» Trecho fornecido:
▬▬▬▬▬▬▬▬▬▬
O livro de Aslan vai em busca da figura histórica de Jesus: não o filho de Deus contado nos Evangelhos, mas sim o judeu analfabeto do pobre vilarejo de Nazaré, que chamou o seu povo a se rebelar contra a ocupação romana e os sacerdotes do Templo. As suas fontes são livros, artigos e pesquisas de outros estudiosos e documentos históricos da época (30% de Zealot é dedicado às notas e à bibliografia).

O autor, que leciona tanto escrita criativa quanto estudos religiosos na Universidade da Califórnia em Riverside, não muito longe de Los Angeles, explica que a sua intenção é "divulgar conteúdos que já são conhecidos dos estudiosos da Bíblia e difundi-los junto a um público mais amplo do que o acadêmico. O resultado – observa – é que, de um lado, há aqueles que acham o meu livro controverso e chocante e, de outro, aqueles que lamentam que não há nada de novo".

Na realidade, alguns especialistas no Novo Testamento, escrevendo no site Huffington Post e no jornal New York Times, contestaram-lhe certas ingenuidades, mas também lhe reconhecem a habilidade de reconstruir e contar o contexto histórico em que Jesus viveu. "É justamente esse o debate que eu quero", responde Aslan.

É mais complicado, por outro lado, o diálogo com aqueles que o criticam porque consideram a sua abordagem um ataque contra a interpretação literal das Sagradas Escrituras. "Nas origens, no entanto, o público da Bíblia compreendia que se tratava de verdades contadas através de metáforas".

Certamente, o livro de Aslan contradiz diversos ensinamentos do Novo Testamento. O seu Jesus não é filho de uma virgem, mas (talvez) de uma mãe solteira; tem vários irmãos e irmãs e (talvez) uma esposa; mas, acima de tudo, não morreu pelos nossos pecados, mas foi eliminado porque era um revolucionário nacionalista, que queria subverter a ordem religiosa, econômica e política.

"Mas não é um ataque ao cristianismo", explica o autor, ressaltando que a sua esposa é cristã, assim como a sua mãe. Nem o seu Jesus é o do Islã. "O Islã não acredita que ele tenha sido crucificado, mas quase certamente ele morreu assim. E o Islã acredita que ele é filho de uma virgem...".

Nascido há 41 anos no Irã, Aslan chegou aos Estados Unidos com os pais depois da Revolução Islâmica. A sua família era muçulmana, mas tinha se afastado da religião, e ele, aos 15 anos, descobrir Jesus durante um acampamento de verão. Abraçou o cristianismo – conta – "seja porque 'Jesus era a América', e isso me permitia ser absorvido na sociedade norte-americana, seja porque ele respondeu à necessidade espiritual que eu sentia".

Mais tarde, estudando a história das religiões, se aproximou e se converteu ao Islã. "Os símbolos e a linguagem do Islã têm sentido para mim, mas eu me dou conta que outros se reconhecem mais em outras religiões. No entanto, todos escavamos em busca da água... e no fim é a mesma água".
▬▬▬▬▬▬▬▬▬▬
» Registros listados:

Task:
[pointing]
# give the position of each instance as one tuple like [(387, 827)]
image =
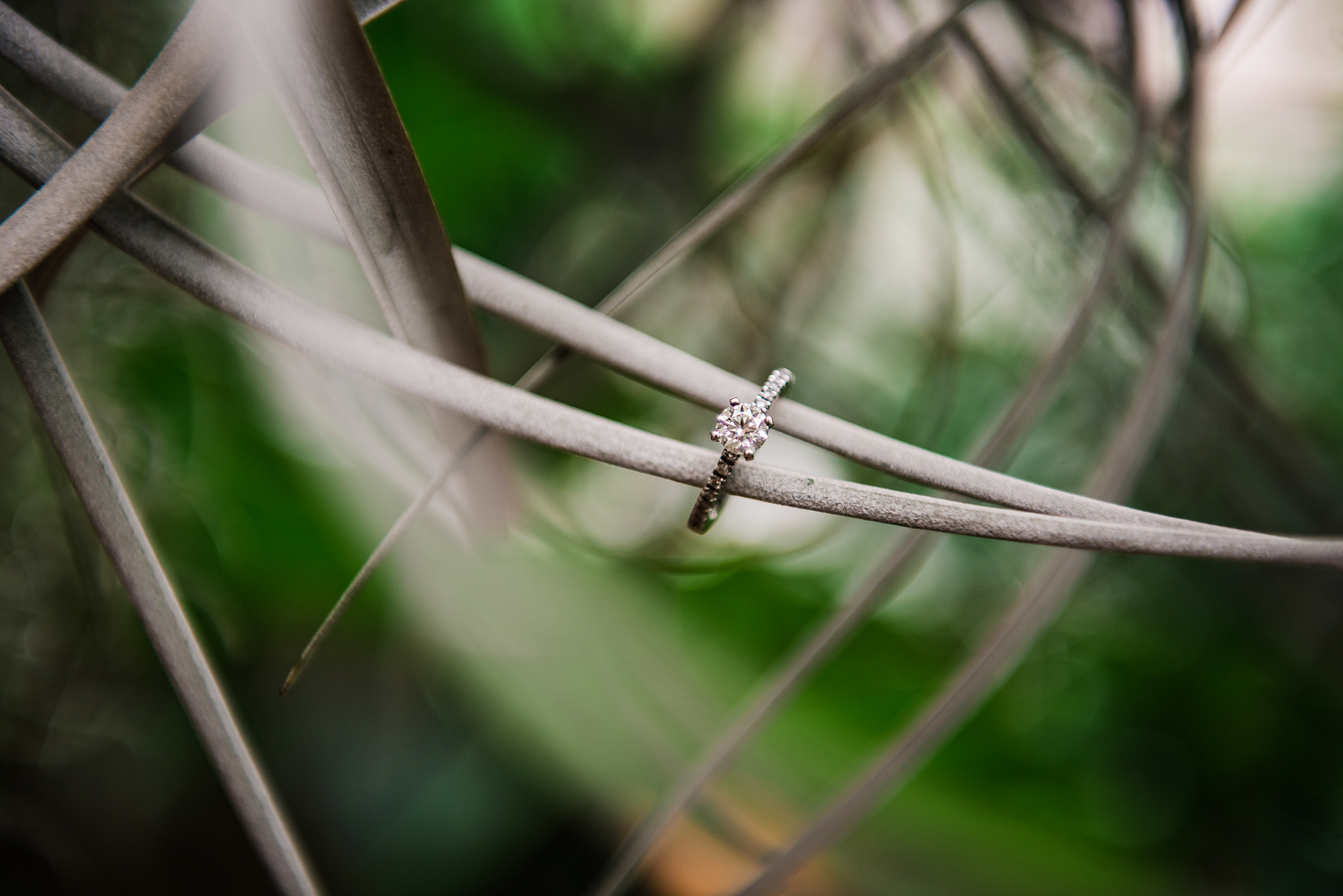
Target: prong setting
[(740, 429)]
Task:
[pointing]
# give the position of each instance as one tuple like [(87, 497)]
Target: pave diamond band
[(742, 429)]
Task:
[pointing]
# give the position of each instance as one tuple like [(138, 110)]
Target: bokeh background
[(494, 714)]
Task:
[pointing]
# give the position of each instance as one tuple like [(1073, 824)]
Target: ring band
[(742, 429)]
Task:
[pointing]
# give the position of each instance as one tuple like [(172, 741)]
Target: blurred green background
[(492, 720)]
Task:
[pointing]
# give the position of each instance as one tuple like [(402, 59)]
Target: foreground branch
[(329, 338), (115, 519), (120, 146)]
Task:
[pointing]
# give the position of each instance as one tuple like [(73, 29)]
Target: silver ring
[(742, 429)]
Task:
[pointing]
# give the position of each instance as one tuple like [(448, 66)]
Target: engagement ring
[(742, 429)]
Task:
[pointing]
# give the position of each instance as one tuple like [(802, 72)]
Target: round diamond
[(742, 429)]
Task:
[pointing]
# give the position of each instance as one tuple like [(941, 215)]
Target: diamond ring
[(742, 429)]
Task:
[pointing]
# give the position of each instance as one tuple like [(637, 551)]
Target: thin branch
[(333, 94), (531, 381), (838, 113), (332, 339), (638, 355), (645, 358), (1217, 372), (899, 566), (266, 190), (100, 490), (113, 153), (708, 222), (1047, 591), (220, 282)]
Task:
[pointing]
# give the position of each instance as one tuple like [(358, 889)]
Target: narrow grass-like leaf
[(332, 339), (115, 519), (120, 146), (329, 338), (532, 305), (333, 94)]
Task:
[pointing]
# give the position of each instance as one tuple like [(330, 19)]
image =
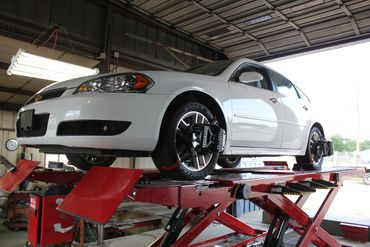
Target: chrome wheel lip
[(182, 126), (316, 160)]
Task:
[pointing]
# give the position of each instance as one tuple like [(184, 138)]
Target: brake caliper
[(208, 138), (323, 147)]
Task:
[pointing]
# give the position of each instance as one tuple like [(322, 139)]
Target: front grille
[(92, 128), (46, 95), (40, 124)]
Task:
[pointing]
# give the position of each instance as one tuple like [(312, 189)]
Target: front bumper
[(143, 111)]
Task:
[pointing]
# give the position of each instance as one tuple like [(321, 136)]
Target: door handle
[(273, 100)]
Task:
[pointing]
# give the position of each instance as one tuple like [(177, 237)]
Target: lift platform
[(94, 197)]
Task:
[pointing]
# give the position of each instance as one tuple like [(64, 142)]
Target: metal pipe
[(100, 240)]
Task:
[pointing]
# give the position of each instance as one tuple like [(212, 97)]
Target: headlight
[(121, 83)]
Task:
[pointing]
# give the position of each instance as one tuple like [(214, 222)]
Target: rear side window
[(262, 84), (302, 95), (284, 86)]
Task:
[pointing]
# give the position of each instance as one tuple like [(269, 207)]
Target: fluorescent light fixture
[(259, 20), (26, 64)]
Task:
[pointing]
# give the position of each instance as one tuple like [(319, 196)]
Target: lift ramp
[(11, 180), (97, 194)]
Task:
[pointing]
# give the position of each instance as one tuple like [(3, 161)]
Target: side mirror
[(251, 76)]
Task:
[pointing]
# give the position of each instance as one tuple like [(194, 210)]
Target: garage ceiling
[(15, 90), (264, 29)]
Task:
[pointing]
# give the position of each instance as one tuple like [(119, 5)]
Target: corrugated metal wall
[(7, 131)]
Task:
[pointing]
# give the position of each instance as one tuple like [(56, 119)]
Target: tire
[(85, 161), (229, 161), (172, 156), (311, 161), (366, 178)]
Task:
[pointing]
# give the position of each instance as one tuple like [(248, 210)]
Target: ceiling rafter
[(231, 25), (288, 21), (348, 13), (9, 106)]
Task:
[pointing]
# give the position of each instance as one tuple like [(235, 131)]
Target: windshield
[(214, 68)]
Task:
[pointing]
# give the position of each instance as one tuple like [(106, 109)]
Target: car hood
[(156, 76)]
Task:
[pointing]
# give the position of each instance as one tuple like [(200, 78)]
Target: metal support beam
[(16, 91), (348, 13), (231, 25), (288, 21)]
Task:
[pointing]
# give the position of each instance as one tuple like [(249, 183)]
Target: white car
[(187, 121)]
▬▬▬▬▬▬▬▬▬▬
» Exercício escrito 1: Transcreva do trecho sobre o livro de Aslan a parte que vai de "É mais complicado, por" até "econômica e política.", inclusive.
» Exercício escrito 2: Encontre nos registros todas as linhas que contêm a palavra "branch" e copie cada uma delas.

» Resposta final 1:
É mais complicado, por outro lado, o diálogo com aqueles que o criticam porque consideram a sua abordagem um ataque contra a interpretação literal das Sagradas Escrituras. "Nas origens, no entanto, o público da Bíblia compreendia que se tratava de verdades contadas através de metáforas".

Certamente, o livro de Aslan contradiz diversos ensinamentos do Novo Testamento. O seu Jesus não é filho de uma virgem, mas (talvez) de uma mãe solteira; tem vários irmãos e irmãs e (talvez) uma esposa; mas, acima de tudo, não morreu pelos nossos pecados, mas foi eliminado porque era um revolucionário nacionalista, que queria subverter a ordem religiosa, econômica e política.

» Resposta final 2:
Target: foreground branch
Target: thin branch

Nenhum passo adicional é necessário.